# Exercise instructions
Your response needs to be the data below, retyped exactly.

[Dataset excerpts]
.....

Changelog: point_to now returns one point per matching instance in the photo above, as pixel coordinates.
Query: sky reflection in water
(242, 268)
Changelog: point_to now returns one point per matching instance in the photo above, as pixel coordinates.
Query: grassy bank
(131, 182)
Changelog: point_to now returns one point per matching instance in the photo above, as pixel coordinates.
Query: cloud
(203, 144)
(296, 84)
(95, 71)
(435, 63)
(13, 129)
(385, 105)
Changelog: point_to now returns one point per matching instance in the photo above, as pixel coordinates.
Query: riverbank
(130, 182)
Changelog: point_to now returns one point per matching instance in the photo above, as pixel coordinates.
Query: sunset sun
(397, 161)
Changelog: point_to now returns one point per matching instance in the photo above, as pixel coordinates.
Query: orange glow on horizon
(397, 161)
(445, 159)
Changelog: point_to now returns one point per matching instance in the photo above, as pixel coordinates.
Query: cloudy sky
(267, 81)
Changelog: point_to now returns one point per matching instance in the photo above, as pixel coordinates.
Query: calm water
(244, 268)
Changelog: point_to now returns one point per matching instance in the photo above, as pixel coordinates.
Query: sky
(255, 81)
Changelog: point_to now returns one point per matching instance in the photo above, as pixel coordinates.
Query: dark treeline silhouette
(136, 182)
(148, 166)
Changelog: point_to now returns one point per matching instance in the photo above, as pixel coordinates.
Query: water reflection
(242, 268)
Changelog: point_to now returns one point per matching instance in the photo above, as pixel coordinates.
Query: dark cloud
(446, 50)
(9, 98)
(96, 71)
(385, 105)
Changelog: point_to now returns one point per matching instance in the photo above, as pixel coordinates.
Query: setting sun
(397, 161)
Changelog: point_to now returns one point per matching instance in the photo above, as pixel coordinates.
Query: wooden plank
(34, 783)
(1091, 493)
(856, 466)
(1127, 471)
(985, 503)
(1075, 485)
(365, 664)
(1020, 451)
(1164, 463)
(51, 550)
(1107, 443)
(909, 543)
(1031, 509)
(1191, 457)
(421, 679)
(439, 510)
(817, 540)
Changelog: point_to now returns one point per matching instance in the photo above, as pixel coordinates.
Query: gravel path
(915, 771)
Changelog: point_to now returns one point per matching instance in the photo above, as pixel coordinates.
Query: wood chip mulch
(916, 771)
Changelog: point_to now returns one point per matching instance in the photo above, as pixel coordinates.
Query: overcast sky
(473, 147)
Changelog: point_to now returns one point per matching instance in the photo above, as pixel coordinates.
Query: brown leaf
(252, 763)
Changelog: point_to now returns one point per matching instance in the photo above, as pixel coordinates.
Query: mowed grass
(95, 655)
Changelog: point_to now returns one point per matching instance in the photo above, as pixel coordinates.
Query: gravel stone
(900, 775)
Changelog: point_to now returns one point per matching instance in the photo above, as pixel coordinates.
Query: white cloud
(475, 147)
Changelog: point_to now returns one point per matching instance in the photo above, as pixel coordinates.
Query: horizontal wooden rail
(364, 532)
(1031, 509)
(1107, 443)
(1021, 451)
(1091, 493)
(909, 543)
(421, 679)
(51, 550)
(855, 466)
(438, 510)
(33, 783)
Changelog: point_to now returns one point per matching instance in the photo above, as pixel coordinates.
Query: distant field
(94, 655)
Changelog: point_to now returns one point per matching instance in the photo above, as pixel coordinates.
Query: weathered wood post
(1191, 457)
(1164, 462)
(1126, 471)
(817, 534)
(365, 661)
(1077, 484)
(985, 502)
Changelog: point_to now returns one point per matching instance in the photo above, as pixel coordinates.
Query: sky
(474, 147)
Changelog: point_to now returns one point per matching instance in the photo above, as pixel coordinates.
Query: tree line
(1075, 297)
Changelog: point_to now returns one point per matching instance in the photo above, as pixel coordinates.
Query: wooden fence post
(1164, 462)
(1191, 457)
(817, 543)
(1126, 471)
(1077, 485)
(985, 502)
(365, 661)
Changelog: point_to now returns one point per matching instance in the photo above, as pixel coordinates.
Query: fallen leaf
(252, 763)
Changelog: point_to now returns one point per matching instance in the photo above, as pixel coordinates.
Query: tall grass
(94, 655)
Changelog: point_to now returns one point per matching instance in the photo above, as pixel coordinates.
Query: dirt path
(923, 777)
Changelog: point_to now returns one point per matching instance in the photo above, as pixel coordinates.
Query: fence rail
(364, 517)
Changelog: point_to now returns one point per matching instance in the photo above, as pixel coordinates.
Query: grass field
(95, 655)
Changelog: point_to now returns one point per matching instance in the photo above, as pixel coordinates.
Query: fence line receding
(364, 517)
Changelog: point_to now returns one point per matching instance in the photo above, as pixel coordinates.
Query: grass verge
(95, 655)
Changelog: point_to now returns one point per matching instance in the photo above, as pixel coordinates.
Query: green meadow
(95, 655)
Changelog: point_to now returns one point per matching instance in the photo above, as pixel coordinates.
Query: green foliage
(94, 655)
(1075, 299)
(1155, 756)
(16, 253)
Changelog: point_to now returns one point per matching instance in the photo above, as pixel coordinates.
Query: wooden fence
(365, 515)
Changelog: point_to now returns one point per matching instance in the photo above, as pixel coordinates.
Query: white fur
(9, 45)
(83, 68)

.....

# Reply to the task
Changelog: point_to now returns one point per matching instance in the photo above, as pixel coordinates.
Query: sky reflection in water
(242, 268)
Changelog: point_to now returns one point per matching instance in the photo above, as pixel coordinates.
Query: grassy bank
(131, 182)
Changelog: point_to now returns one point per matching instance in the photo above, as pixel coordinates.
Query: cloud
(203, 144)
(296, 84)
(95, 71)
(435, 63)
(13, 129)
(385, 105)
Changelog: point_to now returns one point per matching instance in the photo above, as pixel coordinates.
Query: riverbank
(130, 182)
Changelog: point_to now returns one point per matching instance in the photo above, as pixel coordinates.
Query: sunset sun
(397, 161)
Changelog: point_to now returns one point per matching instance in the photo above, as pixel coordinates.
Query: orange glow on horizon
(397, 161)
(445, 159)
Changelog: point_to now returns one point per matching instance in the photo above, as pixel coordinates.
Query: cloudy sky
(267, 81)
Changelog: point_to now returns one point per matching instance in the photo above, as pixel coordinates.
Query: calm water
(244, 268)
Changelog: point_to now returns one point per matching instance in the photo above, as pixel coordinates.
Query: sky
(255, 81)
Changelog: point_to now returns one point per matching instance in the photo above, as pixel coordinates.
Query: dark treeline silhouette
(136, 182)
(148, 166)
Changelog: point_to now returns one point per matching instance in the photo above, as pixel coordinates.
Query: water reflection
(242, 268)
Changelog: point_to now returns one point per matching instance in the photo above, as pixel coordinates.
Query: dark cloud
(446, 50)
(9, 98)
(96, 71)
(385, 105)
Changelog: point_to now returns one point per matching instance in the photo above, as pixel coordinates.
Query: setting sun
(397, 161)
Changelog: point_to now returns one point per matching instance in the photo above, as pixel coordinates.
Query: wooden plank
(34, 783)
(1091, 493)
(856, 466)
(1127, 471)
(985, 503)
(1075, 485)
(365, 664)
(1020, 451)
(1164, 463)
(51, 550)
(1107, 443)
(909, 543)
(1031, 509)
(1191, 457)
(421, 679)
(439, 510)
(817, 540)
Changelog: point_to now returns one point per matching instance in the photo above, as pixel coordinates.
Query: gravel path
(915, 771)
Changelog: point_to now returns one point per matching instance in the photo above, as pixel coordinates.
Query: wood chip mulch
(916, 771)
Changelog: point_to now returns one point per matching instance in the photo above, as pixel coordinates.
Query: overcast sky
(473, 147)
Changelog: point_to now returns one point per matching instance in the photo above, as pixel coordinates.
Query: brown leaf
(252, 763)
Changelog: point_to now returns one point per matching instance in the photo above, as pixel coordinates.
Query: mowed grass
(95, 655)
Changelog: point_to now returns one point per matching instance in the photo above, as pixel coordinates.
Query: gravel stone
(900, 775)
Changelog: point_to now returns one point per matching instance in the photo above, as pixel coordinates.
Query: white cloud
(475, 147)
Changelog: point_to now returns one point per matching instance in the photo above, as pixel coordinates.
Query: horizontal wooden rail
(364, 532)
(1031, 509)
(1107, 443)
(1021, 451)
(1091, 493)
(909, 543)
(421, 679)
(51, 550)
(855, 466)
(438, 510)
(33, 783)
Changelog: point_to now returns one point per matching instance in the photo above, as pixel coordinates.
Query: distant field
(94, 655)
Changelog: point_to now returns one point per matching instance in the photo above, as pixel coordinates.
Query: weathered wood post
(1191, 457)
(1164, 462)
(1126, 471)
(817, 534)
(365, 661)
(1077, 484)
(985, 502)
Changelog: point_to now returns one point per matching instance in the photo above, as pixel coordinates.
Query: sky
(474, 147)
Changelog: point_to now returns one point per matching instance in the photo above, as pixel coordinates.
Query: tree line
(1075, 297)
Changelog: point_to now returns one point per matching instance in the photo above, as pixel coordinates.
Query: wooden fence post
(1164, 462)
(1191, 457)
(817, 543)
(1126, 471)
(1077, 485)
(985, 502)
(365, 661)
Changelog: point_to now returns one point per matching instance in the photo above, as pixel coordinates.
Query: fallen leaf
(252, 763)
Changelog: point_to now returns one point per matching instance in the photo above, as pixel coordinates.
Query: tall grass
(94, 655)
Changelog: point_to now returns one point per matching instance in the photo above, as pixel coordinates.
Query: dirt path
(923, 777)
Changelog: point_to now returns one point per matching instance in the photo above, as pixel coordinates.
Query: fence rail
(364, 517)
Changelog: point_to now returns one point per matching instance in the photo above, as pixel coordinates.
Query: grass field
(95, 655)
Changelog: point_to now returns one point per matching instance in the photo above, as pixel coordinates.
Query: fence line receding
(364, 517)
Changelog: point_to now returns one point per matching instance in the photo above, as pixel coordinates.
Query: grass verge
(95, 655)
Changelog: point_to now returns one point per matching instance in the photo above, as pixel coordinates.
Query: green meadow
(95, 655)
Changelog: point_to now returns one point per matching instance in the photo above, as pixel coordinates.
Query: green foliage
(94, 655)
(1075, 299)
(1155, 756)
(16, 253)
Changelog: point_to now returns one point per matching instance in the photo above, as pixel coordinates.
Query: wooden fence
(365, 515)
Changelog: point_to now returns one point per matching instance in the photo above, as pixel coordinates.
Query: white fur
(9, 45)
(83, 68)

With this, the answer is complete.